*Goal*:
Reproduce every entry below line by line, requests included, multiplying each coordinate in the answer points by 1.7 and rounding to the nearest whole number, with halves rounded up. Leave the requests unchanged.
════
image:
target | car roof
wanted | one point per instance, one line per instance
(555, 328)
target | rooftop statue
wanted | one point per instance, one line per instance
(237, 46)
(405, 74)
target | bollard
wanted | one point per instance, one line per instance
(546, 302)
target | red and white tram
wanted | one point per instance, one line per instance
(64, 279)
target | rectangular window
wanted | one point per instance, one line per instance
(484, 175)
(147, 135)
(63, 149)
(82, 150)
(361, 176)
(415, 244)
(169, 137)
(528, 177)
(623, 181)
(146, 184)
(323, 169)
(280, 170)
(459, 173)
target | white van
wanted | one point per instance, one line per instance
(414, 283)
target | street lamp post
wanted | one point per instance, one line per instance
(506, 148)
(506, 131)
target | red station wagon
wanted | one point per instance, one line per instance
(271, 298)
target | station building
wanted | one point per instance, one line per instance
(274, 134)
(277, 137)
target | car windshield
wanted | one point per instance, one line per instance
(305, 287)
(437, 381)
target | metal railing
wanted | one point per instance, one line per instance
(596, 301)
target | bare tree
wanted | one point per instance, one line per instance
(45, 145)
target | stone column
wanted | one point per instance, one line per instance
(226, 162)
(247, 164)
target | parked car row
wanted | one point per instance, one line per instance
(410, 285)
════
*Output for this task*:
image:
target | car roof
wanted | one point per instance, one line per instance
(944, 558)
target | rooftop statue
wanted | one point per instance, one line per instance
(403, 78)
(689, 126)
target | bollard
wanted | one point per instance, one line per instance
(928, 513)
target | red and white tram
wanted | one point per instance, one line per instance
(109, 474)
target | rectangular window
wanted | one point per instance, one line per instance
(823, 298)
(250, 230)
(107, 253)
(139, 255)
(614, 299)
(706, 415)
(287, 233)
(898, 301)
(1059, 308)
(248, 313)
(549, 287)
(476, 289)
(780, 294)
target | white van
wanted | one point per instance, one line per instance
(704, 481)
target | street lamp post
wanted | one point per instance, one line per instance
(860, 252)
(860, 223)
target | red station wagon
wanted | one point per instance, one line per instance
(461, 507)
target | station building
wanted | one point per instance, one line per instance
(466, 228)
(471, 233)
target | car windshield
wanted | one point per instance, one line per instance
(519, 488)
(743, 648)
target | metal railing
wanted | one point per instance, one line per instance
(1013, 512)
target | bare tree
wanted | one point per instance, one line per instance
(77, 247)
target | stone column
wanted | one point per instance, one line per instance
(384, 275)
(420, 279)
target | parked car row
wanted | one point per instance, one line per instance
(697, 485)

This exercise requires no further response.